- Date: January 17–23, 2021
- Location: Hunts Point, The Bronx, New York City, New York, United States
- Caused by: Breakdown in contract negotiations;
- Goals: $1 hourly wage increase; Increased healthcare protections;
- Methods: Strike action; Picketing;
- Result: Hourly wage increase of $1.85 over three years, including a $0.70 hourly increase in the first year; Additional $0.40 per hour contribution to employee health care;

Parties
| Teamsters Local 202; | Hunts Point Produce Market; New York City Police Department; |

= 2021 Hunts Point Produce Market strike =

Labor strike in New York City

The 2021 Hunts Point Produce Market strike was a labor strike involving workers for Hunts Point Produce Market in the Hunts Point neighborhood of the Bronx, New York City. The strike was carried out by about 1,400 members of Teamsters Local 202, all "produce handlers and delivery drivers" according to The Wall Street Journal. An agreement to end the strike was reached on January 23, 2021.

* RECORDED INFORMATION

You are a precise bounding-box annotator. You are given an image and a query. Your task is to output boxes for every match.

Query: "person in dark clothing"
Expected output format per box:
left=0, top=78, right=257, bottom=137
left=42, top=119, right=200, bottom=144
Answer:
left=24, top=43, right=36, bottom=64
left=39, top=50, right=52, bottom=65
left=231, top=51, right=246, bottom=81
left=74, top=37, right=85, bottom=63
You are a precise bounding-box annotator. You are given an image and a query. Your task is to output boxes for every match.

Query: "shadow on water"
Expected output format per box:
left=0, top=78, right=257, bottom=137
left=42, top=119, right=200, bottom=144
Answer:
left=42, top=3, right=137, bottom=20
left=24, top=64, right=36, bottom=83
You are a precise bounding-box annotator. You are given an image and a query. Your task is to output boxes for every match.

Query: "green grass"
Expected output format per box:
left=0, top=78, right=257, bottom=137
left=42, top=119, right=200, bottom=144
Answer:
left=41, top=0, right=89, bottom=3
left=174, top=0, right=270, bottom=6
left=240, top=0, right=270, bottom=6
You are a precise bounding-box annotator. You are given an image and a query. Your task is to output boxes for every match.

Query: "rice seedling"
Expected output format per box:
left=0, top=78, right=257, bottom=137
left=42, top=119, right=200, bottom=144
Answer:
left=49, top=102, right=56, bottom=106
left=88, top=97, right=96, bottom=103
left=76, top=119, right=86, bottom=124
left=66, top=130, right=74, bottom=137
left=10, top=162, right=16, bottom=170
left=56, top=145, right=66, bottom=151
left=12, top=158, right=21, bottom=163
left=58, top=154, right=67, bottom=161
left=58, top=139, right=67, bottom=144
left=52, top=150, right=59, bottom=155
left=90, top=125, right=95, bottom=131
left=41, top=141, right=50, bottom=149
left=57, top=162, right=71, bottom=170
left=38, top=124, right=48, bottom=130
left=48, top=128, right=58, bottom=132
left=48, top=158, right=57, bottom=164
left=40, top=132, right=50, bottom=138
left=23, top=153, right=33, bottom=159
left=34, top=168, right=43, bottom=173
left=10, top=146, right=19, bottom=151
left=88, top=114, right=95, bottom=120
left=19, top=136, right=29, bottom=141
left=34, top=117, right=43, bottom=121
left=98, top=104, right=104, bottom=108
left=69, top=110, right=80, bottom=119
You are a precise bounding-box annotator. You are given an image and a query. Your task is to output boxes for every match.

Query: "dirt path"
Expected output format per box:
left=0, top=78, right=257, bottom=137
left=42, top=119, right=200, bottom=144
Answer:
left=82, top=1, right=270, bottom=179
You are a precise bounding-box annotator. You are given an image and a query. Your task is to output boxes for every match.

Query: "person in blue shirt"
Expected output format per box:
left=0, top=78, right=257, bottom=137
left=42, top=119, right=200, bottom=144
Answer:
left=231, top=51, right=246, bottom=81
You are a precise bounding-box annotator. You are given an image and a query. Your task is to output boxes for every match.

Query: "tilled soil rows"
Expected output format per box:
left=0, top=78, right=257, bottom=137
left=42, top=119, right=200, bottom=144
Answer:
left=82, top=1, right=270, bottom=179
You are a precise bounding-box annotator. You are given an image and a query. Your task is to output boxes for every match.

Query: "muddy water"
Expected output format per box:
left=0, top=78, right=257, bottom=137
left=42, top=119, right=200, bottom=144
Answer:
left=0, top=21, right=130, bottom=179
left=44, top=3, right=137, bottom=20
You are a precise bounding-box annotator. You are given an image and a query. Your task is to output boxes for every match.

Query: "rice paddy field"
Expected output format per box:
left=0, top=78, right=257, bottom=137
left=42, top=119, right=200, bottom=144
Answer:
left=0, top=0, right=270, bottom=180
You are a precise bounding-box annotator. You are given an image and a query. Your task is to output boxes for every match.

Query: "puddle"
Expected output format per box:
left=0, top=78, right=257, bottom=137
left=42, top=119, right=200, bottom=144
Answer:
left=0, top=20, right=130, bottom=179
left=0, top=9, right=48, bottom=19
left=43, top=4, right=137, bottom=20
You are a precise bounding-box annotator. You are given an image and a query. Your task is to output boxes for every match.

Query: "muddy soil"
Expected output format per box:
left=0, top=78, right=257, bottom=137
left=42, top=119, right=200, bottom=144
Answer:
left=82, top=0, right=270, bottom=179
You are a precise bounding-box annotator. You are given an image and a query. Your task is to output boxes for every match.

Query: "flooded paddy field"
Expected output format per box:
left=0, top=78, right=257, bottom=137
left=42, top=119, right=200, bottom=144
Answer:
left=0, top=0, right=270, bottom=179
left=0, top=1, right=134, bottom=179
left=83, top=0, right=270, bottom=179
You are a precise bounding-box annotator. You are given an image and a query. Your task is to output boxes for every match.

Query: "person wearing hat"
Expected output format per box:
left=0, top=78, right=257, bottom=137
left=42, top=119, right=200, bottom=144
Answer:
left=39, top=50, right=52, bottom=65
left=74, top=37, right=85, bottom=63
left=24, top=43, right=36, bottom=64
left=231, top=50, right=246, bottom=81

* ACTIONS TO TAKE
1 – In the text on the strike, rewrite the paragraph beginning "The 2021 Hunts Point Produce Market strike was" as a short bulleted list that keeps its main facts.
2 – Give the text on the strike again between "Labor strike in New" and "January 23, 2021.", inclusive, and switch "The Wall Street Journal" to "The New York Times".

* ANSWERS FOR EACH ITEM
1 –
- Labor strike by workers for Hunts Point Produce Market in the Hunts Point neighborhood of the Bronx, New York City, in 2021
- Carried out by about 1,400 members of Teamsters Local 202, all "produce handlers and delivery drivers" according to The Wall Street Journal
- Ended by an agreement reached on January 23, 2021

2 –
Labor strike in New York City

The 2021 Hunts Point Produce Market strike was a labor strike involving workers for Hunts Point Produce Market in the Hunts Point neighborhood of the Bronx, New York City. The strike was carried out by about 1,400 members of Teamsters Local 202, all "produce handlers and delivery drivers" according to The New York Times. An agreement to end the strike was reached on January 23, 2021.